» **Task details**
Below is some data. Retype exactly the lines starting at the one with "# test: identify one keypoint per instance of the gray" and ending at the one with "# test: identify one keypoint per instance of the wall-mounted".
* * * * * * *
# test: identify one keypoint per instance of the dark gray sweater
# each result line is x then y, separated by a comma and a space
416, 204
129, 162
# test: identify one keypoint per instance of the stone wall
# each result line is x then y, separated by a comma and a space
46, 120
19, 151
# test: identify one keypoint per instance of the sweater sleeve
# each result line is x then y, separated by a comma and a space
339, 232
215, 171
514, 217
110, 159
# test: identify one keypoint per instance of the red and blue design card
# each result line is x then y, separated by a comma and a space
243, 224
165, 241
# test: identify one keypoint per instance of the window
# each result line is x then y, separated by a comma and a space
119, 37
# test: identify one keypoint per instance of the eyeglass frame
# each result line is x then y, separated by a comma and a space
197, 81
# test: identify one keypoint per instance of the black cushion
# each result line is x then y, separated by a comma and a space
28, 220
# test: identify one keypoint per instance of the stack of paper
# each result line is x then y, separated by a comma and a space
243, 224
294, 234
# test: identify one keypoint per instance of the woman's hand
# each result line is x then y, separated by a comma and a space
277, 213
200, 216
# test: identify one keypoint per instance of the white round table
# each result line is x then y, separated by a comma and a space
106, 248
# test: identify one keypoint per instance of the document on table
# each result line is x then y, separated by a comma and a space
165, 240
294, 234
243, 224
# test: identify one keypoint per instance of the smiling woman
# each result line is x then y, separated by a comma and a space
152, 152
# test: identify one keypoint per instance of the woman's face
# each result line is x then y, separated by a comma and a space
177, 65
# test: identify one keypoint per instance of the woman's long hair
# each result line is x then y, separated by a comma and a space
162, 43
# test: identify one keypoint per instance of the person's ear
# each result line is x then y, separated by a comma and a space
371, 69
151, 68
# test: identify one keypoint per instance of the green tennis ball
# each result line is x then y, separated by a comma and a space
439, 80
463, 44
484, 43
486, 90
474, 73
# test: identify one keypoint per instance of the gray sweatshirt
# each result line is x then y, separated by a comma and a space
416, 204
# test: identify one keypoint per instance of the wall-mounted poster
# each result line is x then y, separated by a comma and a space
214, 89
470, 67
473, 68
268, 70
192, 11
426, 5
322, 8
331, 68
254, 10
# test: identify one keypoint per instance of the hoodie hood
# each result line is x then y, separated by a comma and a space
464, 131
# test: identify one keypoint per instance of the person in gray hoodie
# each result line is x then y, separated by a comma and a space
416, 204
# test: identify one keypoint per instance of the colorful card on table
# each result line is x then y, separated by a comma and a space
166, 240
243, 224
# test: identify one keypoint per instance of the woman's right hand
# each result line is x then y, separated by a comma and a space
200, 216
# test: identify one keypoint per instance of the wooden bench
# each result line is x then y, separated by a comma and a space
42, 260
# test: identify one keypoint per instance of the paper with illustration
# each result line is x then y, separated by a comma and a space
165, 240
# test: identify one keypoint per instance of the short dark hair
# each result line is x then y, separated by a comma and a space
* * * * * * *
» **Expected answer**
# test: identify one keypoint per instance of the gray sweatshirt
# each result line is x then y, separated by a comma and a space
416, 204
# test: identify one keypoint per instance of the wall-mounted poster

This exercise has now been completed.